Problem:
Starting at the line containing "of the bush" and ending at the last line of the entries below, turn those lines into a numbered list, leaving out any blank lines.

Data extract:

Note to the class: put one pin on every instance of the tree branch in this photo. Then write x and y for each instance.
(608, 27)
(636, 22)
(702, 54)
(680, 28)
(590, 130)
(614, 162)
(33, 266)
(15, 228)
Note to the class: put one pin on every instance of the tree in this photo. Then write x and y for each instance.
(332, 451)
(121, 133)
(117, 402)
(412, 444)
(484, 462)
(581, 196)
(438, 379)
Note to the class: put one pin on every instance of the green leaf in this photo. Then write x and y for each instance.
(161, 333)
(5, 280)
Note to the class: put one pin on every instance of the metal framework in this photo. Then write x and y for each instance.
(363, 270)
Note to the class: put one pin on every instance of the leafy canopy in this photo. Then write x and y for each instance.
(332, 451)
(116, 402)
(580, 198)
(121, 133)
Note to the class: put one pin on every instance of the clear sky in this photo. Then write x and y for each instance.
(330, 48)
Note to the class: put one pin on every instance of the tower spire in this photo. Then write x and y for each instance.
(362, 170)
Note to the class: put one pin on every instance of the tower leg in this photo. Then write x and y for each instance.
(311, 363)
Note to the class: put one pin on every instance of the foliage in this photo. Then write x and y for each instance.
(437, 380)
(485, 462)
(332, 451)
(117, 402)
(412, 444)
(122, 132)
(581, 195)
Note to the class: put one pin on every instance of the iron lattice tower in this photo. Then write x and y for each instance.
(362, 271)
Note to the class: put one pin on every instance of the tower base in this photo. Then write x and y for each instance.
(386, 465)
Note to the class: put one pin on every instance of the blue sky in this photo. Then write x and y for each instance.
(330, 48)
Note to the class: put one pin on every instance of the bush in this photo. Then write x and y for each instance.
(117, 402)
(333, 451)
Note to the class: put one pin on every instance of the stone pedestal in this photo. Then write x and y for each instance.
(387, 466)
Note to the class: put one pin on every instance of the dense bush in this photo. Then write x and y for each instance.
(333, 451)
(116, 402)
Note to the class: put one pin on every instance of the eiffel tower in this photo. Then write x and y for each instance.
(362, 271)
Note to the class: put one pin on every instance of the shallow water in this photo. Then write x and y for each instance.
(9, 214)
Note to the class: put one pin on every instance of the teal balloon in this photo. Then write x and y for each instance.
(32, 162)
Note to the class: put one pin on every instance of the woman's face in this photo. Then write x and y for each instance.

Exercise answer:
1. Note to the class: put one pin on every instance of the bush in this photo. Then write x and y for each instance.
2. (117, 402)
3. (333, 451)
4. Note to the class: put one pin on every instance of the stone pedestal in this photo. Then write x and y for each instance.
5. (387, 466)
6. Note to the class: put one pin on every instance of the dense bush in this photo. Then write x and y for each instance.
7. (333, 451)
8. (116, 402)
9. Note to the class: put one pin on every instance of the eiffel tower in this photo. Then write x and y for each instance.
10. (362, 271)
11. Note to the class: put one pin on every instance of the shallow water in this photo. Then write x and y for each instance.
12. (9, 214)
13. Note to the class: put one pin on every instance of the teal balloon in this photo. Then write x and y for each instance.
14. (32, 162)
15. Note to the class: put one pin on every instance of the woman's face in this photo. Then write x and y for each instance.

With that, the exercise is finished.